• [Job 1]: Rewrite the paragraph in the regression study notes that begins "It involves the slope" in shorter form, keeping its main facts.

• [Text section]:
QBA
What does (mew) Uy|x stand for?
B0 + B1X + E - which is the mean value of the dependent variable Y for the given values of the independent variable X.
What would a hypothesis test be? Would it involve the Y-int or the Slope?
It involves the slope. We would want to reject H0. That would mean that there is some type of linear relationship between X and Y.
What is ANOVA?
It is the analysis of variance and it analyzes why the dependent variable varies.
What is the mean for the random error E?
It normally has a mean of zero.
What is the root mean squared error the same as?
Its like the estimated standard deviation for regression line.
What is the mean square for error?
MSE = SSE/dfE
What is the mean square for regression (MSR)?
MSR = SSR/dfR
For MLR, what is the degrees of freedom for SSE, SSR, and SST?
MSR: dfR = p = the number of independent variables. MSE: dfE = n - (p + 1) -- (p +1 equals the number of parameters you have to estimate) - dfT = n - 1
is r the same as R?

• [Entries]:
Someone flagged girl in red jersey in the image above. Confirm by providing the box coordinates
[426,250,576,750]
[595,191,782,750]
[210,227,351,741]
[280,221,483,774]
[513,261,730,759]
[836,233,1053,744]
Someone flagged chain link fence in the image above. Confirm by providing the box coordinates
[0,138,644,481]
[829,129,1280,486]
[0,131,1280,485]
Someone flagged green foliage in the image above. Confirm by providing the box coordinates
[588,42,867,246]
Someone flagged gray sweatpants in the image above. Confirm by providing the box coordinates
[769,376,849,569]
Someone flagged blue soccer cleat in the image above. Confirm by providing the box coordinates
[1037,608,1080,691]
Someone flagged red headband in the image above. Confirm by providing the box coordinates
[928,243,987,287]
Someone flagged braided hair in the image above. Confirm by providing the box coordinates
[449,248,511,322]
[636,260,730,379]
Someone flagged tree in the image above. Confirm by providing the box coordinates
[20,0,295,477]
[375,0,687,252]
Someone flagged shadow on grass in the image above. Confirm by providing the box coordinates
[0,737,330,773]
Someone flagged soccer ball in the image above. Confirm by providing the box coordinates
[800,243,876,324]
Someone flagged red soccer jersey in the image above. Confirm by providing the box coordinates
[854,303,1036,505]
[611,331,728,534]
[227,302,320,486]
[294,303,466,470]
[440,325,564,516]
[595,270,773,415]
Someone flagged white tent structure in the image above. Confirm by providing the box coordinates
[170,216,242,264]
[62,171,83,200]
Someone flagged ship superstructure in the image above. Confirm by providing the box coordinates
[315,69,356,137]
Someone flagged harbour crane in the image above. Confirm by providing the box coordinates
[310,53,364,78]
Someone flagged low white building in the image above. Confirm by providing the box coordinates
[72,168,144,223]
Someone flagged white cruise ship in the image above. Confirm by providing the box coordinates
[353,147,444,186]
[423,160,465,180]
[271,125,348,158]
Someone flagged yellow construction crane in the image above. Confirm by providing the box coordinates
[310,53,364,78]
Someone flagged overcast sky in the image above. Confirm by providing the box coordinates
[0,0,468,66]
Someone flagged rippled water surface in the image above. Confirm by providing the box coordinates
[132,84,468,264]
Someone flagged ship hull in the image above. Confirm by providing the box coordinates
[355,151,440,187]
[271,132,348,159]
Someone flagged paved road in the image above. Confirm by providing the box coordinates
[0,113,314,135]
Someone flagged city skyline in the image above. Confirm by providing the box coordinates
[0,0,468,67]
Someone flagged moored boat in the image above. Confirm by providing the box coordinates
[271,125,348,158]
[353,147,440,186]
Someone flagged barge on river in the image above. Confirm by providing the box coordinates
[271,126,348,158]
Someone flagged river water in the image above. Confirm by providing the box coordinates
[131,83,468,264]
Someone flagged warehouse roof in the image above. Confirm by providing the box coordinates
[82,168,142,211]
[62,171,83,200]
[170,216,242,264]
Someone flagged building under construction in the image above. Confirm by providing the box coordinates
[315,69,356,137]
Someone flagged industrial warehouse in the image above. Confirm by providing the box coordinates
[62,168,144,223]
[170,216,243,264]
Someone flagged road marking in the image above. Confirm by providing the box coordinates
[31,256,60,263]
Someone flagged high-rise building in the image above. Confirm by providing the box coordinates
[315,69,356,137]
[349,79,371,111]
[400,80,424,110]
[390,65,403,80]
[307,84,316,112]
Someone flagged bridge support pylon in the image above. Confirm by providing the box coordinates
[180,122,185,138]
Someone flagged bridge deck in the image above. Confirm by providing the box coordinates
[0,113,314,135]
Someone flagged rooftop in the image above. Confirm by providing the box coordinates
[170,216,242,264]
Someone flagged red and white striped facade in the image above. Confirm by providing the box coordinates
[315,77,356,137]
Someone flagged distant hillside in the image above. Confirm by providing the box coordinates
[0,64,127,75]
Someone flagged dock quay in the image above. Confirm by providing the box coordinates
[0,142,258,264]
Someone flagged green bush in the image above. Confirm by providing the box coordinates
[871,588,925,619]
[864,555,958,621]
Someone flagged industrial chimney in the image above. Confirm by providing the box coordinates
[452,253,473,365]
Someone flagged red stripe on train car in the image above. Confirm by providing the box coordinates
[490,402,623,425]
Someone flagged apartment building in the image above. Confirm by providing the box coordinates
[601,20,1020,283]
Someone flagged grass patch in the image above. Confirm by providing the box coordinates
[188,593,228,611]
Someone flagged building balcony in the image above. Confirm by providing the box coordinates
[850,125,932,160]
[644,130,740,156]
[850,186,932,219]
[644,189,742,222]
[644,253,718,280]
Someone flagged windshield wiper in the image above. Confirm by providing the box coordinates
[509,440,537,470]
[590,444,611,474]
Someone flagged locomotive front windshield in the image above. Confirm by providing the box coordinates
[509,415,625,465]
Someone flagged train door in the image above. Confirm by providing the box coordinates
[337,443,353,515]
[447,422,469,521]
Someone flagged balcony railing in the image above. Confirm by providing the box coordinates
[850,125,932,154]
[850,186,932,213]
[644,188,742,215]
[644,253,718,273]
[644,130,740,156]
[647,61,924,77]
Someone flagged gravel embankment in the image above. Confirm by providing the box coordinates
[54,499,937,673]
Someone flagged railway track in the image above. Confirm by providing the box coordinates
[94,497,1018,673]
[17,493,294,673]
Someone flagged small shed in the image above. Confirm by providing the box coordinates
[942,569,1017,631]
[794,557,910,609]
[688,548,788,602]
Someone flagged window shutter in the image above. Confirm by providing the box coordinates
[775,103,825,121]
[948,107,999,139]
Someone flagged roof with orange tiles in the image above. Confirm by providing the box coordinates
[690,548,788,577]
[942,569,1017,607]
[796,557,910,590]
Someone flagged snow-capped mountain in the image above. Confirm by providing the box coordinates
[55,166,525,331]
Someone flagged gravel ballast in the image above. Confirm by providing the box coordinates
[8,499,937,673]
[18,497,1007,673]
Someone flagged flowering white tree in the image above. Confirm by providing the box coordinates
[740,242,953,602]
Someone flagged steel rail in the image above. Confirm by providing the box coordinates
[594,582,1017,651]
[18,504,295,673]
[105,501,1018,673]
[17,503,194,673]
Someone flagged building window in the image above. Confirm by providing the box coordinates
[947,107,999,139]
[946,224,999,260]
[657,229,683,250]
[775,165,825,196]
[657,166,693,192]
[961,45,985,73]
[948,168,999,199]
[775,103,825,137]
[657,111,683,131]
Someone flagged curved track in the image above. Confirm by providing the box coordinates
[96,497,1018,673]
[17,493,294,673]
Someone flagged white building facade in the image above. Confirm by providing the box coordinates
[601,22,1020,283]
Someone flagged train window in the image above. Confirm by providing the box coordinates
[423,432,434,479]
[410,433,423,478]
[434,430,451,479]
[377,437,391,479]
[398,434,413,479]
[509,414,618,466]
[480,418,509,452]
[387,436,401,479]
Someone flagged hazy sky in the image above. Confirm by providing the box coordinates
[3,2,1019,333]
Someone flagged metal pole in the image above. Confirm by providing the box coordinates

• [Job 2]: Copy the records verbatim, starting at the line that contains "Someone flagged white building" and ending with the final line of the records.

• [Task solution 1]: The hypothesis test involves the slope, and the aim is to reject H0, which would show some type of linear relationship between X and Y.

• [Task solution 2]:
Someone flagged white building facade in the image above. Confirm by providing the box coordinates
[601,22,1020,283]
Someone flagged train window in the image above. Confirm by providing the box coordinates
[423,432,434,479]
[410,433,423,478]
[434,430,451,479]
[377,437,391,479]
[398,434,413,479]
[509,414,618,466]
[480,418,509,452]
[387,436,401,479]
Someone flagged hazy sky in the image above. Confirm by providing the box coordinates
[3,2,1019,333]
Someone flagged metal pole in the image above. Confirm by providing the box coordinates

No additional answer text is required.